> **INSTRUCTIONS FOR THE TASK**
Lay out the item lines from the one holding "Phrase: person sitting cross-legged" through the one holding "Phrase: dark car in background", inclusive, as a Markdown table with the columns Row and Line. Number each line in Row, and skip any blank lines.

[Source records]
===============

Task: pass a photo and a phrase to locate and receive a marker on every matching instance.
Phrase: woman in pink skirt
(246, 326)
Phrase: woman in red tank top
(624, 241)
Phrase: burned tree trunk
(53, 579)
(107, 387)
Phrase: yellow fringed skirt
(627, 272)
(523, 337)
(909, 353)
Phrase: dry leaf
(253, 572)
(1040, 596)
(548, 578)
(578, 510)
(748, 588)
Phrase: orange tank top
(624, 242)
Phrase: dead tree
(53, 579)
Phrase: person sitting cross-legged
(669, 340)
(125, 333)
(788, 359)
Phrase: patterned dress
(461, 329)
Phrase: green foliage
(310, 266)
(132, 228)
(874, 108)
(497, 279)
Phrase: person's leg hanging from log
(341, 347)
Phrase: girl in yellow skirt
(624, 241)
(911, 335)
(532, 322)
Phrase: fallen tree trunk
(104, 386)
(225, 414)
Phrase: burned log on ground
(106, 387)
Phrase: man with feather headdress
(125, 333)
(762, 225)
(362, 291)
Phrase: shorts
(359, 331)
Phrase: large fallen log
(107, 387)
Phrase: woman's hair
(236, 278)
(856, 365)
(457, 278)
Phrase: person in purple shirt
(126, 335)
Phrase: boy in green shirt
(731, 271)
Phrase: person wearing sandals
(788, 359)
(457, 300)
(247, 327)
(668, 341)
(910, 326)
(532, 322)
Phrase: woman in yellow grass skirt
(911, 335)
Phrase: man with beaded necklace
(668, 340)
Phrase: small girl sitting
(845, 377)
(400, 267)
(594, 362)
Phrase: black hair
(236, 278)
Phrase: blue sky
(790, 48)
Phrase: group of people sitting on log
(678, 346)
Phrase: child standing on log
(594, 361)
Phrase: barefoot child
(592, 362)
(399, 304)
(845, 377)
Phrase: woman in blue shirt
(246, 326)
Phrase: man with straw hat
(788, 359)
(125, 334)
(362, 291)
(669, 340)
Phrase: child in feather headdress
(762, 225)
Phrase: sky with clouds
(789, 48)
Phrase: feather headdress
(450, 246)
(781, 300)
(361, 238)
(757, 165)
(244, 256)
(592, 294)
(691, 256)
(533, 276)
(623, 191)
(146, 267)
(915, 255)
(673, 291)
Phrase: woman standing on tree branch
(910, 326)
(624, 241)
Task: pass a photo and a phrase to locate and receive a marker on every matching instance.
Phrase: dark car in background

===============

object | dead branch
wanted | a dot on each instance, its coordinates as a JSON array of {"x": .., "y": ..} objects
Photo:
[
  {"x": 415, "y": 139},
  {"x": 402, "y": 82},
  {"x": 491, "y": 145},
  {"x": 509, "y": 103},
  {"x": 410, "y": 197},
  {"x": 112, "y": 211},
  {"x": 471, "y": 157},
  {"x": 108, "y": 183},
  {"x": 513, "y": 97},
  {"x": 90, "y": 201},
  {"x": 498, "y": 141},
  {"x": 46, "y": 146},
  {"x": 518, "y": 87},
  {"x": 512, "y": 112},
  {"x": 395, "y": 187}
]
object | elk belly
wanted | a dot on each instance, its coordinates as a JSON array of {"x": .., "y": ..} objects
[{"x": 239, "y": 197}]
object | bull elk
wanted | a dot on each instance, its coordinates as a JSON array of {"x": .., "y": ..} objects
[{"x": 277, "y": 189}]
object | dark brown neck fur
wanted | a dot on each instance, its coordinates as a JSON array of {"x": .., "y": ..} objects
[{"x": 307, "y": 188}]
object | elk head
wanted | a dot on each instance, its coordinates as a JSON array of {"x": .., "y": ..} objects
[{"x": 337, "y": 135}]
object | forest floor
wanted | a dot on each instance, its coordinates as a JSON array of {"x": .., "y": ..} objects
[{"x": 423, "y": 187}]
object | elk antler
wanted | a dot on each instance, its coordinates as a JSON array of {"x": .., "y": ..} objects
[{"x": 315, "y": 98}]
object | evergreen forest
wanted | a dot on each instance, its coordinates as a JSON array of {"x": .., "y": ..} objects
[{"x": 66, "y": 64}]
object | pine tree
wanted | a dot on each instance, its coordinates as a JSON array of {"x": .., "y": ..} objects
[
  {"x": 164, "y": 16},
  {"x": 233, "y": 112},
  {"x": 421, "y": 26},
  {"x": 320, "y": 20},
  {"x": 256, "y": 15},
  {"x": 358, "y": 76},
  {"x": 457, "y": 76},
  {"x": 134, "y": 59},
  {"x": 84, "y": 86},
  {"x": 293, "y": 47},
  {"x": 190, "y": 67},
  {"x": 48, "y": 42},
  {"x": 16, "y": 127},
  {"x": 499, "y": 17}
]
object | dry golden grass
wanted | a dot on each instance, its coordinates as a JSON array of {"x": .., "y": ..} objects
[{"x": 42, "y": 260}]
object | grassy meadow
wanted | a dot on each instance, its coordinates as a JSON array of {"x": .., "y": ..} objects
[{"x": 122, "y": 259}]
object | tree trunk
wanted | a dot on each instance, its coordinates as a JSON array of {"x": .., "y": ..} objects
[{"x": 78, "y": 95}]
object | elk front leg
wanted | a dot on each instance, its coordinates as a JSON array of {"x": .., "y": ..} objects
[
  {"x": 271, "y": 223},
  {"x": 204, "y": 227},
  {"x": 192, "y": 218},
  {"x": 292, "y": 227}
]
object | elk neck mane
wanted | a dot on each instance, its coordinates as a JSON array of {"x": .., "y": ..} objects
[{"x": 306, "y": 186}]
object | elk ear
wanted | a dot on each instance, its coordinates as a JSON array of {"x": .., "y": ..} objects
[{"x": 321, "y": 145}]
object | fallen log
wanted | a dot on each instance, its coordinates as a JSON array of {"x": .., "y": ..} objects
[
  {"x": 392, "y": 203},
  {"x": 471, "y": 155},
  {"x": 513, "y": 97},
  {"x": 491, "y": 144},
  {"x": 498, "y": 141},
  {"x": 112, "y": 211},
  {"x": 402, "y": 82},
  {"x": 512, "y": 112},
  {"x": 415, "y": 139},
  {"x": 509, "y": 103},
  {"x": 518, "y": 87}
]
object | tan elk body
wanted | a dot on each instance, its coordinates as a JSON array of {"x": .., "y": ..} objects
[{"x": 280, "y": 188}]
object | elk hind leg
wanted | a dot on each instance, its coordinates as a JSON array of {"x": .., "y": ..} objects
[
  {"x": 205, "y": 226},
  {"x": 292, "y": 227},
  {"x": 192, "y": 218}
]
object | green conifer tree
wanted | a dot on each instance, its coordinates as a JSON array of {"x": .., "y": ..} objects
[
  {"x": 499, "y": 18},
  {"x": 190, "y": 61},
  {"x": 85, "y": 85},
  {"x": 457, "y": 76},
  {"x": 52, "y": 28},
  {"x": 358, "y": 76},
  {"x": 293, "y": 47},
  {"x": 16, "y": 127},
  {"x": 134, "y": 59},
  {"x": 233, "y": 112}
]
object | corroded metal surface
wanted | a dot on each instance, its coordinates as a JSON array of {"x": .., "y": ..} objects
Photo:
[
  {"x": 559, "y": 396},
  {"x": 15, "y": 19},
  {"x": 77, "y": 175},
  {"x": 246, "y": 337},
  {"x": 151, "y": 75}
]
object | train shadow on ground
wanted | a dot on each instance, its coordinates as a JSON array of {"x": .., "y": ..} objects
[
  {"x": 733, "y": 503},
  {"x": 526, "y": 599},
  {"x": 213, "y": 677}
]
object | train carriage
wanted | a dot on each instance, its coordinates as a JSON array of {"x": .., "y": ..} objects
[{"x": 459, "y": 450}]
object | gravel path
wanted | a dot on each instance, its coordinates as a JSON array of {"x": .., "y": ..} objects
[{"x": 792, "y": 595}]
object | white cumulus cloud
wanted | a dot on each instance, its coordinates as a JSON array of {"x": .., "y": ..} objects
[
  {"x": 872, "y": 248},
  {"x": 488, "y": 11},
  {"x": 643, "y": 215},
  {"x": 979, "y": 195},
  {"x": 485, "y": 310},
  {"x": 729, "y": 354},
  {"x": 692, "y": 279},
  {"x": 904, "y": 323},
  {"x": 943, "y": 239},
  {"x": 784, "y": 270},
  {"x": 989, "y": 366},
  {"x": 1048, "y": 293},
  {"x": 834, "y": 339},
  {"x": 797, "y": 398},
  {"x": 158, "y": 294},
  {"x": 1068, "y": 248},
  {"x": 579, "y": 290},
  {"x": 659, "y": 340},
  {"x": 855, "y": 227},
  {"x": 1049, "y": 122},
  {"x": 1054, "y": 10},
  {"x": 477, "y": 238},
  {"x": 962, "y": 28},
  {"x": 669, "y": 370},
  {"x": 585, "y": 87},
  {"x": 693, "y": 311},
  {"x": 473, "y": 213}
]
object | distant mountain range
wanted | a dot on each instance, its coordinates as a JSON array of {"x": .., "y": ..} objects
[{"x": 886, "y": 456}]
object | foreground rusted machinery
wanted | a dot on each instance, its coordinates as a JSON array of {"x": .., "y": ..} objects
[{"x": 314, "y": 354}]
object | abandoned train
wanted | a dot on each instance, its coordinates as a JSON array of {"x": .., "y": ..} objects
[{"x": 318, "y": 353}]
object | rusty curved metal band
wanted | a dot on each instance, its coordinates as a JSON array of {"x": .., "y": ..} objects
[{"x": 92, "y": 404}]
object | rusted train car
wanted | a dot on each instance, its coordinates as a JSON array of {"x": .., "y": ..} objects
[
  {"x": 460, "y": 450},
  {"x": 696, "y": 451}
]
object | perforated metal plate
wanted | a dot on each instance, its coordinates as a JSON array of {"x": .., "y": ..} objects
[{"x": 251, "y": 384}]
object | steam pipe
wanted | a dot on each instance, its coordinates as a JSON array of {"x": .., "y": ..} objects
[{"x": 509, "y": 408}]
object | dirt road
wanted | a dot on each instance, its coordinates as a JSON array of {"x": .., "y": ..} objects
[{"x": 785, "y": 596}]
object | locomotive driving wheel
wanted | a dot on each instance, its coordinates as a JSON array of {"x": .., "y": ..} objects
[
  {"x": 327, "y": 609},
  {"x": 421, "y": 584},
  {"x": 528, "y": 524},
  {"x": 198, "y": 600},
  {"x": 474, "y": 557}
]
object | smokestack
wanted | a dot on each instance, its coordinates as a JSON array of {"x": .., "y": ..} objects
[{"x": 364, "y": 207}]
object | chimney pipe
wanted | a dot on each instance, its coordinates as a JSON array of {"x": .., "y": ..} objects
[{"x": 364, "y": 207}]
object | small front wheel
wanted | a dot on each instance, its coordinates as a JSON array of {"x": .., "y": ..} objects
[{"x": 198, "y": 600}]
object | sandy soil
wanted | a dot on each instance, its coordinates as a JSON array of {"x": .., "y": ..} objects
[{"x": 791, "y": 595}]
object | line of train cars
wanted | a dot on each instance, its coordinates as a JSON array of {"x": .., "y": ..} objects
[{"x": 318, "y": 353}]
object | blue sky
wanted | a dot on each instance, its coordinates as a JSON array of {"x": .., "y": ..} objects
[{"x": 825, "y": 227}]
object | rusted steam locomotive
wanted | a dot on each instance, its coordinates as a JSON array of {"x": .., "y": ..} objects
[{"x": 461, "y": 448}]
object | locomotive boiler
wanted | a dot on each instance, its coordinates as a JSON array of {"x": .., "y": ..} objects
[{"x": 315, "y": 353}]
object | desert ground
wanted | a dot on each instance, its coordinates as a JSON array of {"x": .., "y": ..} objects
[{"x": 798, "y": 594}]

===============

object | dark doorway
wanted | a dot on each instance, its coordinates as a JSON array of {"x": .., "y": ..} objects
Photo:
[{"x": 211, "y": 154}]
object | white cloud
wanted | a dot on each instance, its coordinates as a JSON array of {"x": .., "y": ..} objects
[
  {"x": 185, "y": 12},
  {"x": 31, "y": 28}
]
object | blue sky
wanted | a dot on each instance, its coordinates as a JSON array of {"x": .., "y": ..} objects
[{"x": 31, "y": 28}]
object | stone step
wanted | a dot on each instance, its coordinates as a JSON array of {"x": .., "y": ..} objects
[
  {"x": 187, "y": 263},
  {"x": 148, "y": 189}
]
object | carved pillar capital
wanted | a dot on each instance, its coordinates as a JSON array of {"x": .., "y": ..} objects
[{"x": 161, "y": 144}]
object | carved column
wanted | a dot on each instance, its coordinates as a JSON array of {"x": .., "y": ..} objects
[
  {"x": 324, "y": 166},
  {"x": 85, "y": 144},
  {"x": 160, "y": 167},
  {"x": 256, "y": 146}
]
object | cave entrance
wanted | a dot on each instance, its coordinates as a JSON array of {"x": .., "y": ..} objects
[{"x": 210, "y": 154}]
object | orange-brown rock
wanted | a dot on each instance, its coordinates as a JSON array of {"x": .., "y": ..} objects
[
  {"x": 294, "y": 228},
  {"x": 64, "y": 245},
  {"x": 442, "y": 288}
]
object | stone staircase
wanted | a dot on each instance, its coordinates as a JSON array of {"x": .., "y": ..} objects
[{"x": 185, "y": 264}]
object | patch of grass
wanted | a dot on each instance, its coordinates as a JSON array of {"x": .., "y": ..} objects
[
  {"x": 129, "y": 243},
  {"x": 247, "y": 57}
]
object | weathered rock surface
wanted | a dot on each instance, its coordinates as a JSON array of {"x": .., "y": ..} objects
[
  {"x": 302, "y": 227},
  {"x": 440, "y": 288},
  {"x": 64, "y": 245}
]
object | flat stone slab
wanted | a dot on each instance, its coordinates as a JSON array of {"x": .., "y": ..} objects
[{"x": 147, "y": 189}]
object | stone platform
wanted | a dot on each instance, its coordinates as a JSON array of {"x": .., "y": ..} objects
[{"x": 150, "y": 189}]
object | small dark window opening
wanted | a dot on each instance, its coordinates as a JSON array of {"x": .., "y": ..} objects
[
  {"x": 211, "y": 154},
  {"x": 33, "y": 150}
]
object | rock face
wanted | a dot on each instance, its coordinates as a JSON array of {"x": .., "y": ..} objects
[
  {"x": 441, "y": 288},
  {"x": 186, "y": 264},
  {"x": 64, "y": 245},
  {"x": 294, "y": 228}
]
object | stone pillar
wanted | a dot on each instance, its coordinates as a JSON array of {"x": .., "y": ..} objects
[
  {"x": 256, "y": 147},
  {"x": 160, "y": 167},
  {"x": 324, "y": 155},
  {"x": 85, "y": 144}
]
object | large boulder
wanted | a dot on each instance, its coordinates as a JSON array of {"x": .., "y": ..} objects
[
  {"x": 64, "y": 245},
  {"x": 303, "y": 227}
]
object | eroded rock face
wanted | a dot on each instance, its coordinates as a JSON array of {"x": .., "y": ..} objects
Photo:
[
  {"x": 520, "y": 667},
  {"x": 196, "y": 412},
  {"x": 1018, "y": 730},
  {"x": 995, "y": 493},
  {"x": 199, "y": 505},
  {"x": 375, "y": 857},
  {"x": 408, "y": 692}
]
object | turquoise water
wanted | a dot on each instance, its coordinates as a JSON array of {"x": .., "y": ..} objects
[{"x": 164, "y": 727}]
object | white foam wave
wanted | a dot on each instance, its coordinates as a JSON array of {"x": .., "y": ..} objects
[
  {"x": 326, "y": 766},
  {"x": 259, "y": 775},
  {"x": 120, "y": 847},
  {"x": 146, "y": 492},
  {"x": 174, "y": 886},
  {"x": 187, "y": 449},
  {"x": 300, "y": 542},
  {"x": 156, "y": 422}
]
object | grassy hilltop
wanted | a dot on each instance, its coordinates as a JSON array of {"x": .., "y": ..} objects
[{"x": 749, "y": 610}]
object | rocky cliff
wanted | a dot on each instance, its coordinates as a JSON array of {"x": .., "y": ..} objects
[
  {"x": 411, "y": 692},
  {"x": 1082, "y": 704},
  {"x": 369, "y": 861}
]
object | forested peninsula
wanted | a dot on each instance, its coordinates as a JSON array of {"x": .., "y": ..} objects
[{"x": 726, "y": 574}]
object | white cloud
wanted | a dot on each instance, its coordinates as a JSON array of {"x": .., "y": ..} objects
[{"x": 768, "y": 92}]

===============

> **RESPONSE**
| Row | Line |
|---|---|
| 1 | Phrase: person sitting cross-legged |
| 2 | (669, 340) |
| 3 | (125, 333) |
| 4 | (788, 359) |
| 5 | Phrase: patterned dress |
| 6 | (461, 329) |
| 7 | Phrase: green foliage |
| 8 | (310, 266) |
| 9 | (132, 228) |
| 10 | (874, 108) |
| 11 | (497, 279) |
| 12 | Phrase: person's leg hanging from log |
| 13 | (341, 347) |
| 14 | Phrase: girl in yellow skirt |
| 15 | (624, 241) |
| 16 | (911, 335) |
| 17 | (532, 322) |
| 18 | Phrase: fallen tree trunk |
| 19 | (104, 386) |
| 20 | (225, 414) |
| 21 | Phrase: burned log on ground |
| 22 | (106, 387) |
| 23 | Phrase: man with feather headdress |
| 24 | (125, 333) |
| 25 | (762, 225) |
| 26 | (362, 291) |
| 27 | Phrase: shorts |
| 28 | (359, 331) |
| 29 | Phrase: large fallen log |
| 30 | (107, 387) |
| 31 | Phrase: woman's hair |
| 32 | (236, 278) |
| 33 | (856, 365) |
| 34 | (457, 278) |
| 35 | Phrase: person in purple shirt |
| 36 | (126, 335) |
| 37 | Phrase: boy in green shirt |
| 38 | (731, 271) |
| 39 | Phrase: person wearing sandals |
| 40 | (788, 359) |
| 41 | (457, 300) |
| 42 | (247, 327) |
| 43 | (668, 341) |
| 44 | (910, 326) |
| 45 | (532, 322) |
| 46 | Phrase: woman in yellow grass skirt |
| 47 | (911, 335) |
| 48 | Phrase: man with beaded necklace |
| 49 | (668, 340) |
| 50 | Phrase: small girl sitting |
| 51 | (845, 377) |
| 52 | (400, 267) |
| 53 | (594, 362) |
| 54 | Phrase: black hair |
| 55 | (236, 278) |
| 56 | Phrase: blue sky |
| 57 | (790, 48) |
| 58 | Phrase: group of people sitting on log |
| 59 | (678, 346) |
| 60 | Phrase: child standing on log |
| 61 | (594, 361) |
| 62 | Phrase: barefoot child |
| 63 | (592, 362) |
| 64 | (399, 304) |
| 65 | (845, 377) |
| 66 | Phrase: woman in blue shirt |
| 67 | (246, 326) |
| 68 | Phrase: man with straw hat |
| 69 | (788, 359) |
| 70 | (125, 334) |
| 71 | (362, 291) |
| 72 | (669, 340) |
| 73 | Phrase: child in feather headdress |
| 74 | (762, 225) |
| 75 | Phrase: sky with clouds |
| 76 | (789, 48) |
| 77 | Phrase: feather headdress |
| 78 | (450, 246) |
| 79 | (781, 300) |
| 80 | (361, 238) |
| 81 | (757, 165) |
| 82 | (244, 256) |
| 83 | (592, 294) |
| 84 | (691, 256) |
| 85 | (533, 276) |
| 86 | (623, 191) |
| 87 | (146, 267) |
| 88 | (915, 255) |
| 89 | (673, 291) |
| 90 | Phrase: woman standing on tree branch |
| 91 | (910, 326) |
| 92 | (624, 241) |
| 93 | Task: pass a photo and a phrase to locate and receive a marker on every matching instance. |
| 94 | Phrase: dark car in background |